- WHAT IS BEING ASKED -
Take the line that contains "Task: identify the man's ear" and all lines after it, up to and including the last line of the data, and write them out exactly; nothing else belongs in the answer.

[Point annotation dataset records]

□ □ □ □ □

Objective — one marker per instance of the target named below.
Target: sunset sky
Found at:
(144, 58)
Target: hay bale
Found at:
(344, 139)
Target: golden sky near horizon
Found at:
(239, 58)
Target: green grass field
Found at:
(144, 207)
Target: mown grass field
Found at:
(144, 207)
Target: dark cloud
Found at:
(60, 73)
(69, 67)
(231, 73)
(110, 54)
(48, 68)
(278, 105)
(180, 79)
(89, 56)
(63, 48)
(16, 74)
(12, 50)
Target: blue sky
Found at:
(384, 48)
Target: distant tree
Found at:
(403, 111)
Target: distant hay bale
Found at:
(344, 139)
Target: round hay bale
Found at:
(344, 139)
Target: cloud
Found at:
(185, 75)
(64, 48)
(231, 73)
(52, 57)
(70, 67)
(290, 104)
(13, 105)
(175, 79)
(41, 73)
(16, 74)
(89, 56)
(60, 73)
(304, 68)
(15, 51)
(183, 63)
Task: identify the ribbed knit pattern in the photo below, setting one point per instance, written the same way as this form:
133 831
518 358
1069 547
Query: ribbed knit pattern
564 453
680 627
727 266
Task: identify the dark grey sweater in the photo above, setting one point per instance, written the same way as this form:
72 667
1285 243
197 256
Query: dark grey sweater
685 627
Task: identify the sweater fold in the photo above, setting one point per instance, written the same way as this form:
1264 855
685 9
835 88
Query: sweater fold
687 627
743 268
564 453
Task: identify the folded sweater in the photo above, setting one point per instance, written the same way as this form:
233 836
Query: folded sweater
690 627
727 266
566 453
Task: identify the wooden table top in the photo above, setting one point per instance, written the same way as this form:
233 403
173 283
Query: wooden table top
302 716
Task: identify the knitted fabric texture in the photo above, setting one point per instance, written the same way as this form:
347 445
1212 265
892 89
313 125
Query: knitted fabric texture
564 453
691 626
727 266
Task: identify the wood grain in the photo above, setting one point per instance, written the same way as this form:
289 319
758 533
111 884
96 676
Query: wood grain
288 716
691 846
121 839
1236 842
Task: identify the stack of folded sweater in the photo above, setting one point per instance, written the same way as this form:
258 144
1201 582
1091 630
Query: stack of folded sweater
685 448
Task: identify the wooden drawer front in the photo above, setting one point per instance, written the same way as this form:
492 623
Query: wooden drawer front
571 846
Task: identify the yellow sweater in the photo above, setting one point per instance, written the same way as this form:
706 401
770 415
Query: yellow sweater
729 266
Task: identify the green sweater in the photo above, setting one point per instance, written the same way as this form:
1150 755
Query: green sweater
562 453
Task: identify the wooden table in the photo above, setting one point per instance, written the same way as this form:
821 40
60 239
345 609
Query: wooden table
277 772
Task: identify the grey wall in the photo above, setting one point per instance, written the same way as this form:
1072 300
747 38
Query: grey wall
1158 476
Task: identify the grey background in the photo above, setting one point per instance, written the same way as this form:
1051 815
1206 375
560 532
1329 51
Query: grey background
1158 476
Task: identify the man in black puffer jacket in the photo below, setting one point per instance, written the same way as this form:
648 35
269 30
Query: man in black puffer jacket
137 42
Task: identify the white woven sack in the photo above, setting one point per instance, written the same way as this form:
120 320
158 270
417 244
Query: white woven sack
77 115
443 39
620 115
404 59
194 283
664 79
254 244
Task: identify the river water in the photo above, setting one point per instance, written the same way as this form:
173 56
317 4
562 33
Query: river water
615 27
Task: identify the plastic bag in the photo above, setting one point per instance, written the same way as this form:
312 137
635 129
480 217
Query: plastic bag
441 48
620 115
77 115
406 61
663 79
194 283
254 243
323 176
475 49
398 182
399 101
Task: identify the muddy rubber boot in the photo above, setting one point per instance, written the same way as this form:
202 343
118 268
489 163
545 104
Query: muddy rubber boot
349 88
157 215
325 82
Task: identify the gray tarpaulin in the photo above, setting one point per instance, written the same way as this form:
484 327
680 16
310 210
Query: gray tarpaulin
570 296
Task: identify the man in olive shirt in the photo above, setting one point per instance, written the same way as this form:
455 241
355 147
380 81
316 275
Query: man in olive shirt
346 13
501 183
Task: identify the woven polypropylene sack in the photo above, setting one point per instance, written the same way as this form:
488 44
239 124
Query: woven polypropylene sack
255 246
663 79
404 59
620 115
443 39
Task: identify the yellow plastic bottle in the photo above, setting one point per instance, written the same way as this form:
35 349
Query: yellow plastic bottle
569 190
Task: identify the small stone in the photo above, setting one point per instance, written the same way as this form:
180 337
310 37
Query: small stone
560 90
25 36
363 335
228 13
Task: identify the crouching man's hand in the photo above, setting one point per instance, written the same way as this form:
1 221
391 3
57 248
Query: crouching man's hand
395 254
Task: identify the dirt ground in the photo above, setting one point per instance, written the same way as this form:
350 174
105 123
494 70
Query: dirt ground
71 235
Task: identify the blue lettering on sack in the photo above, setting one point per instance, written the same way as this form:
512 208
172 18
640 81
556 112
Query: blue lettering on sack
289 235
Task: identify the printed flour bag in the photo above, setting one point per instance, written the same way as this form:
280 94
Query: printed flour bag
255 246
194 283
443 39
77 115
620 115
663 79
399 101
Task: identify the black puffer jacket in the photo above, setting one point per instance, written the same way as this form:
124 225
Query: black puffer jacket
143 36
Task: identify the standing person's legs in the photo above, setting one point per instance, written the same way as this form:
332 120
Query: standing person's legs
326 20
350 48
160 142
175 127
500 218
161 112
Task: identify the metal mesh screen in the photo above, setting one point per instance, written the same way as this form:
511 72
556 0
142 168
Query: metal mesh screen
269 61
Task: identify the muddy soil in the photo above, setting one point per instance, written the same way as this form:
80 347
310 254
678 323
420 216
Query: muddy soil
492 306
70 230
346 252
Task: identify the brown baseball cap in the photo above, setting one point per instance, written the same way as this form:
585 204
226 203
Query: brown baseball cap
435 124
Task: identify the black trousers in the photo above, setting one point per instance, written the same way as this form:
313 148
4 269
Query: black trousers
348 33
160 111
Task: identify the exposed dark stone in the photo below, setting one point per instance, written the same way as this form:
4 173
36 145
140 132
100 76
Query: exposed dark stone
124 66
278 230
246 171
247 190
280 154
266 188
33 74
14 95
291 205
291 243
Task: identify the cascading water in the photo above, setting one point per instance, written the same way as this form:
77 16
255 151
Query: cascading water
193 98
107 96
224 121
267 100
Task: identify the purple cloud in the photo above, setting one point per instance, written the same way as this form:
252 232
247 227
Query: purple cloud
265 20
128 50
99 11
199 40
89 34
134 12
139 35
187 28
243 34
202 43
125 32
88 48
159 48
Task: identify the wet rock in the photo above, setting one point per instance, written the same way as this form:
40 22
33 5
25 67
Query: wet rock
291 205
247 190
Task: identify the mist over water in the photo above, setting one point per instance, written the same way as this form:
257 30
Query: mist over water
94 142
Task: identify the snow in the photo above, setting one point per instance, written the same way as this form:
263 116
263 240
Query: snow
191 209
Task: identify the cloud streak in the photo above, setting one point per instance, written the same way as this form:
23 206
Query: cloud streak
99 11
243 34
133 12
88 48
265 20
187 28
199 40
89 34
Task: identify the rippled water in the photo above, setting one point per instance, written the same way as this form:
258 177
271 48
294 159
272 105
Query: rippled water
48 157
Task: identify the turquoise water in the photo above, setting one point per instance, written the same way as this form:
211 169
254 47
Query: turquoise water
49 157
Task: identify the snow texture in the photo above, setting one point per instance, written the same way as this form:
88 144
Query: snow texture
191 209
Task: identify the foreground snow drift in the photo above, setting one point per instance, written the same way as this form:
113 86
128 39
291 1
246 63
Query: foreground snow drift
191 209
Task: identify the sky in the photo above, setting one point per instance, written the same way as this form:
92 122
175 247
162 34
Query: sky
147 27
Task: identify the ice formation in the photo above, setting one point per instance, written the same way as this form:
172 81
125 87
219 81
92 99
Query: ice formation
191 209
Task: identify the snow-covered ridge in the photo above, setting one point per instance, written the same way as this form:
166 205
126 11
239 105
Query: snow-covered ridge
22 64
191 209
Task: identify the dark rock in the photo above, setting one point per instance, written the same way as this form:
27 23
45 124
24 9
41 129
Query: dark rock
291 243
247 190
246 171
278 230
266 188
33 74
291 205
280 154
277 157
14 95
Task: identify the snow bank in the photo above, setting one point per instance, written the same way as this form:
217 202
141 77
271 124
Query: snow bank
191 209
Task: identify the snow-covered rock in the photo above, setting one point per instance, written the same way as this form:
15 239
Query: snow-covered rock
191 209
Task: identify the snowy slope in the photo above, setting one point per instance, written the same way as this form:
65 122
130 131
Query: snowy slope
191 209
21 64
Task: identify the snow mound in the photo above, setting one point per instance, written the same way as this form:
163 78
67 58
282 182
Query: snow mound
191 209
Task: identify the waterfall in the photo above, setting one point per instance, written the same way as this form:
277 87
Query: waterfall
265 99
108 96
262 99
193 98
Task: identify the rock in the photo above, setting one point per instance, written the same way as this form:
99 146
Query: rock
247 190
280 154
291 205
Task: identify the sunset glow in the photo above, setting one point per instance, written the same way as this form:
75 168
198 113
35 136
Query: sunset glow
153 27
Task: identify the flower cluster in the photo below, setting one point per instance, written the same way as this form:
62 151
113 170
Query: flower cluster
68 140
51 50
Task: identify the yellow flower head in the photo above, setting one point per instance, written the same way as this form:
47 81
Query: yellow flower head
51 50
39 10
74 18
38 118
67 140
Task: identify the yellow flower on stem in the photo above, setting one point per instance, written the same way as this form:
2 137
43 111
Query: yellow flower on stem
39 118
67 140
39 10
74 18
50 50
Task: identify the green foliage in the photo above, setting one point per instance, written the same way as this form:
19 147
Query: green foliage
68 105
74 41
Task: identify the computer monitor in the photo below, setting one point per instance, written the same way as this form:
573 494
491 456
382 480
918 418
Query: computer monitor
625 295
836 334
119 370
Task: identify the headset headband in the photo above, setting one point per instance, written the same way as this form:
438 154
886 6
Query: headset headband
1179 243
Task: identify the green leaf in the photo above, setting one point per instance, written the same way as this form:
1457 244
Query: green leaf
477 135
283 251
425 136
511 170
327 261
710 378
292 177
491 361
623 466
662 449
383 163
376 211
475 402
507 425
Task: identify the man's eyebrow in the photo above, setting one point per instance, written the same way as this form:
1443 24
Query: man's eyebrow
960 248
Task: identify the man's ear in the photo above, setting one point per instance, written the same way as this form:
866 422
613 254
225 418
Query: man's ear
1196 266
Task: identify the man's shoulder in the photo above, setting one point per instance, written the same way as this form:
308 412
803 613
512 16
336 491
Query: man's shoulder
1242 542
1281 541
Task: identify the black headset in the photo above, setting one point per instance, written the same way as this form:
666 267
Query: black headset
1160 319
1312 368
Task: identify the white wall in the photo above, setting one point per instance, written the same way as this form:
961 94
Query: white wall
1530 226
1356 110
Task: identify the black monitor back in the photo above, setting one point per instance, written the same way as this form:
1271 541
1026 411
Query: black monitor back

□ □ □ □ □

- WORKED SOLUTION -
Task: identify the man's ear in the photo above, setting one point per instance, written the same way as this form:
866 422
613 254
225 418
Query: man's ear
1196 266
Task: identify the man's shoulder in the photo above, setting one point per instance, written the same way as this form:
308 412
803 613
512 16
336 491
Query: man's shoulder
1242 542
1281 541
Task: identify the black headset in the photo above, setting one point per instance, written the same way as this form:
666 267
Query: black headset
1160 319
1312 368
Task: identify the white wall in the photo above, setting one point per instance, written the same way as this form:
961 94
Query: white wall
1530 226
1356 110
Task: identify the black monitor back in the photo above, setting one point per instance, written the same way as this form:
1271 541
1026 411
Query: black monitor back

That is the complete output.